| Study material |
##########

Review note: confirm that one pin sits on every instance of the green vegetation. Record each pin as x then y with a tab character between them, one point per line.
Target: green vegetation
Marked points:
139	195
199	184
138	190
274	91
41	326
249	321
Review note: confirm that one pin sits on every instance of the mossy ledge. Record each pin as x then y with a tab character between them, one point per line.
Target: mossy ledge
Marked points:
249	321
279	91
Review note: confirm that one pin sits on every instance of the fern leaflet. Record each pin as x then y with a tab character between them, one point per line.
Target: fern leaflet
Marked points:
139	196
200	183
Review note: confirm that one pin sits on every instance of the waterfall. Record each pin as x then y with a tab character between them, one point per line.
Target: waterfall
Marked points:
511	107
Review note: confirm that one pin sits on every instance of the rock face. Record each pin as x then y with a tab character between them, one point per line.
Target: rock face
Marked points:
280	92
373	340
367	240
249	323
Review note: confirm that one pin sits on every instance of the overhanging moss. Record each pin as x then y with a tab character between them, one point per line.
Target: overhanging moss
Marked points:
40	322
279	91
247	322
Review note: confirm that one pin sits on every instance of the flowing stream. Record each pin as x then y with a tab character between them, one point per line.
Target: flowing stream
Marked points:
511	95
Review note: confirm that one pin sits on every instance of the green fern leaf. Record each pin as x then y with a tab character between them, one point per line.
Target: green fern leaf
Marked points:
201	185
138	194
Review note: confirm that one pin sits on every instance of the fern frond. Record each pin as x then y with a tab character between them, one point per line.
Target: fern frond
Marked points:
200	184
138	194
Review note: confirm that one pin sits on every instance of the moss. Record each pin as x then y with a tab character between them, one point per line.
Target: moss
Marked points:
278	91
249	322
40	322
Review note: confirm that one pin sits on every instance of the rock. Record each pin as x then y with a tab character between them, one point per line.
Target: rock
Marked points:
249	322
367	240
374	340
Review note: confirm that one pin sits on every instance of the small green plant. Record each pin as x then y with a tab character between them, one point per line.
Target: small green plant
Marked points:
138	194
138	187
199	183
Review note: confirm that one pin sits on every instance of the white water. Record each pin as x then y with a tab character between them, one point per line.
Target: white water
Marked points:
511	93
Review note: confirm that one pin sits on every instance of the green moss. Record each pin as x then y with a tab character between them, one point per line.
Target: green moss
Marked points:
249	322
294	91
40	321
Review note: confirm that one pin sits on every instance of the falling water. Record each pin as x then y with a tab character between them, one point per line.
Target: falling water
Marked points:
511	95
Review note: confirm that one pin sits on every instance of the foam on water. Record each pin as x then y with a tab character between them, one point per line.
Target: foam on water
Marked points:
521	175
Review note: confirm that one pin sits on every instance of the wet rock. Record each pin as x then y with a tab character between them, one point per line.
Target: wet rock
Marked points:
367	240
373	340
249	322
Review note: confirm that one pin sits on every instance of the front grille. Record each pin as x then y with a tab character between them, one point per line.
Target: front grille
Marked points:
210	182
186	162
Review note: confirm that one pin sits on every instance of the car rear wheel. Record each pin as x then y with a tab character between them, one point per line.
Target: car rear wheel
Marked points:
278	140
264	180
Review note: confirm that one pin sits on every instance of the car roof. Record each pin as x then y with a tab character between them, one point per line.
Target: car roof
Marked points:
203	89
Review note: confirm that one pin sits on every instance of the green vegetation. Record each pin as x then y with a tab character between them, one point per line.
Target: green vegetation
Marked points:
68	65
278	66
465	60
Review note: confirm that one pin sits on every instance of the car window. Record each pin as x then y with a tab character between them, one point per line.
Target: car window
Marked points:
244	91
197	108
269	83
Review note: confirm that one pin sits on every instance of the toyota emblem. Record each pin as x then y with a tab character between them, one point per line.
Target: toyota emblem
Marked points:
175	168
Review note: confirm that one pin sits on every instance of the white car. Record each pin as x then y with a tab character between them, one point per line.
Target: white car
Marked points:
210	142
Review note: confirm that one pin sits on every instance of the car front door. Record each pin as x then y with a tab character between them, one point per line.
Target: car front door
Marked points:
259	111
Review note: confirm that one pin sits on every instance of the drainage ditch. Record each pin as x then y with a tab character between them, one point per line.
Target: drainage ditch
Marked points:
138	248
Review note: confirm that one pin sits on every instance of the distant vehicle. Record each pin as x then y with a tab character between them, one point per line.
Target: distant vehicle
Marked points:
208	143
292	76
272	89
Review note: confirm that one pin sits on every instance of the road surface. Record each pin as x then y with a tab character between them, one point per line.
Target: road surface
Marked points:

##########

| Exercise directions |
I'd like the material repeated word for word, please.

| Answer section |
Review note: confirm that one pin sits on every instance of the green vegetation. Record each pin as x then y with a tab character between them, one point per line.
Target: green vegetation
Marked points:
139	195
199	184
138	190
274	91
41	326
249	321
Review note: confirm that one pin sits on every instance of the mossy ledge. Record each pin as x then y with a tab character between them, one point per line.
Target: mossy ledge
Marked points:
249	321
279	91
Review note: confirm that one pin sits on every instance of the fern leaflet. Record each pin as x then y with a tab character between them, one point per line.
Target: fern leaflet
Marked points:
139	196
200	183
Review note: confirm that one pin sits on every instance of the waterfall. Record each pin as x then y with a tab character between them, one point per line.
Target: waterfall
Marked points:
511	107
Review note: confirm that one pin sits on every instance of the rock face. Record each pin as x then y with a tab character between them, one point per line.
Target: rock face
Marked points:
280	92
373	340
367	240
249	323
Review note: confirm that one pin sits on every instance of the overhanging moss. Record each pin as x then y with a tab character between them, one point per line.
Target: overhanging moss
Marked points:
40	322
279	91
247	322
Review note: confirm that one pin sits on every instance of the flowing stream. Record each pin as x then y with a tab character between them, one point per line.
Target: flowing stream
Marked points:
511	95
Review note: confirm that one pin sits on every instance of the green fern leaf. Record each pin as x then y with a tab character between them, one point per line.
Target: green fern leaf
Marked points:
201	185
138	194
Review note: confirm that one pin sits on every instance of the fern frond. Record each pin as x then y with a tab character between them, one point per line.
Target: fern frond
Marked points:
200	184
138	194
Review note: confirm that one pin sits on every instance of the moss. Record each pin as x then y with a tab character between them, one point per line.
Target: moss
Marked points:
278	91
249	322
40	322
Review note: confirm that one pin sits on every instance of the rock. Record each pin as x then y with a tab character between them, one point per line.
Target: rock
Marked points:
249	322
367	240
374	340
Review note: confirm that one pin sits on every instance of the small green plant. Record each pin as x then y with a tab character between them, one point per line.
Target: small green plant
Marked points:
138	194
138	187
199	183
Review note: confirm that one pin sits on every instance of the white water. Record each pin as x then y with a tab character between them, one point per line.
Target: white water
Marked points:
511	93
Review note: confirm that one pin sits on every instance of the green moss. Record each pin as x then y with a tab character between them, one point per line.
Target: green moss
Marked points:
249	322
294	91
40	321
Review note: confirm that one pin sits on every instance of the falling water. Record each pin as x then y with a tab character between them, one point per line.
Target: falling water
Marked points:
511	95
Review note: confirm that one pin sits on every instance of the foam on water. Record each pin as x then y with a tab character between them, one point per line.
Target: foam on water
Marked points:
521	175
Review note: confirm that one pin sits on every instance of the wet rock. Record each pin as x then y with a tab character between them, one point per line.
Target: wet rock
Marked points:
367	240
373	340
249	322
Review note: confirm that one pin sits on every instance of the front grille. Record each pin as x then y with a tab character between them, one point per line.
Target: front grille
Marked points:
210	182
186	162
Review note: confirm that one pin sits on every instance of the car rear wheel. Record each pin as x then y with a tab character between them, one point per line.
Target: car rear wheel
Marked points:
278	140
264	180
Review note: confirm that one pin sits on every instance of the car roof. Record each pin as x then y with a tab character between them, one point per line.
Target: car roof
Marked points:
203	89
Review note: confirm that one pin sits on every instance of the green vegetation. Record each pin as x then y with a tab character between them, one point per line.
Target: green vegetation
Marked points:
68	65
278	66
465	60
Review note: confirm that one pin sits on every instance of the car window. Record each pin as x then y with a tab character between them, one point per line.
Target: car window
Marked points:
244	91
197	108
269	83
Review note: confirm that one pin sits on every instance of the toyota emblem. Record each pin as x then y with a tab character between them, one point per line.
Target: toyota emblem
Marked points:
175	168
Review note: confirm that one pin sits on every instance of the white car. Record each pin as x then y with a tab character between them, one point per line.
Target: white car
Marked points:
210	142
Review note: confirm that one pin sits on every instance of the car front door. Record each pin as x then y with a tab character between them, one point per line.
Target: car front door
Marked points:
259	111
Review note: confirm that one pin sits on every instance of the drainage ditch. Record each pin as x then y with a tab character between them, one point per line.
Target: drainage ditch
Marked points:
138	248
Review note: confirm that one pin sits on every instance of the distant vehicle. Record each pin as x then y with a tab character between them, one point per line.
Target: distant vehicle
Marked points:
208	143
292	76
272	89
Review note: confirm that one pin sits on every instance of the road surface. Record each pin as x then y with a tab character between them, one point per line.
Target: road surface
Marked points:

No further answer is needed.